**INSTRUCTIONS FOR THE TASK:** Repeat all of the records verbatim.

**SUPPLIED ENTRIES:**
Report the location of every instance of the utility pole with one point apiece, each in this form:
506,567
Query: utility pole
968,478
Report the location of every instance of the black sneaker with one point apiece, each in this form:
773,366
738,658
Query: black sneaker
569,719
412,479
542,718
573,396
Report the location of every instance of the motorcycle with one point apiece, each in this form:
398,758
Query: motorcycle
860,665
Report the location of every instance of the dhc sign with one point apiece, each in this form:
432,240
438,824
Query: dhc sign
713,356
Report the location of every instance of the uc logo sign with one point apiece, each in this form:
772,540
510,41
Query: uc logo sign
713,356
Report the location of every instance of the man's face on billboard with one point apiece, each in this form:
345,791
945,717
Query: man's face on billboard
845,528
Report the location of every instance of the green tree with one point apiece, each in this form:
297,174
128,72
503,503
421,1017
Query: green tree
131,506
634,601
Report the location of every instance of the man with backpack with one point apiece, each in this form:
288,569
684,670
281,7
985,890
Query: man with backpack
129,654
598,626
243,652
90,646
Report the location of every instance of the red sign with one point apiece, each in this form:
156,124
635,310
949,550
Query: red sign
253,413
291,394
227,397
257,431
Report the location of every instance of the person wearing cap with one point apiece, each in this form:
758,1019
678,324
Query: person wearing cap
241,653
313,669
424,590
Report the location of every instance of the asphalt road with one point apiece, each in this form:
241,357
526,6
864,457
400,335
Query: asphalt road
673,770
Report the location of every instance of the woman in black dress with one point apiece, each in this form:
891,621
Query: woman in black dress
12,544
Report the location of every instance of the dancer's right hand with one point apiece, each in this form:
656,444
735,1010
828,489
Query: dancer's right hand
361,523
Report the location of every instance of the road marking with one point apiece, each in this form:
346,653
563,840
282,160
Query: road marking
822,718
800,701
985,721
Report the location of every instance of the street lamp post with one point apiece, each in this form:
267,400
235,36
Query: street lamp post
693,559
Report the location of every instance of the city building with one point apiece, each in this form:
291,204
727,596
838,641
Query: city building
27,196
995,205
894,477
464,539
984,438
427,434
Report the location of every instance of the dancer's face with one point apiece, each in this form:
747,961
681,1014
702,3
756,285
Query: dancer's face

**SOLUTION FOR THIS TASK:**
Report the location of every instance of the utility pole with one point apiece, each in this form:
506,567
Query: utility pole
968,478
Report the location of every instance of the black sneaker with one point apiece, each in this form:
773,366
738,658
Query: black sneaker
569,719
412,479
542,718
573,396
Report the location of every instance of the motorcycle with one point apiece, each in this form:
398,758
Query: motorcycle
860,665
Report the location of every instance of the dhc sign with one point apiece, each in this form:
432,240
438,824
Query: dhc sign
713,356
Report the location of every instance of the uc logo sign with one point apiece, each in this form:
772,540
510,41
Query: uc logo sign
713,356
Report the location of every instance of the man's face on billboard with one point apiece, each in this form:
345,791
945,717
Query: man's face on billboard
845,528
Report the location of every instance of the green tree with one point apiece, each in this form:
297,174
128,72
503,503
421,1017
Query: green tree
131,506
634,601
Report the location of every instance of the man with backpack with one point apiece, each in this form:
288,569
684,670
281,7
985,890
Query: man with backpack
129,654
598,626
243,652
90,646
Report the location of every instance of the red sign with one point apiece, each in this form:
156,124
635,310
949,550
Query: red sign
253,413
291,394
227,397
257,431
Report the location of every instance of the person wearing cap with one point apiece, each in this form:
758,1019
678,324
Query: person wearing cap
241,653
313,669
424,590
Report the location of every instance of the asphalt road with one point apiece, each in this form:
241,357
526,6
864,457
400,335
Query: asphalt road
673,770
Report the location of every instance of the woman in black dress with one point apiece, each in this form:
891,621
Query: woman in black dress
12,544
Report the location of every instance of the dancer's right hand with one point apiece, each in this form:
656,444
735,1010
828,489
Query: dancer's right hand
361,523
Report the location of every instance of the road marking with one point apiece, each in this form:
346,653
563,840
282,160
Query: road marking
822,718
800,701
985,721
Report the location of every instance of the street lamp post with one point apiece, each in this form:
267,400
235,36
Query: street lamp post
693,559
Report the location of every instance of the city building with one point apiece, each in this form:
291,204
727,596
838,641
Query: city building
27,196
995,205
894,477
464,539
984,438
427,434
Report the location of every instance of the dancer's face with one point apiece, each in this form:
747,961
681,1014
702,3
756,285
Query: dancer's face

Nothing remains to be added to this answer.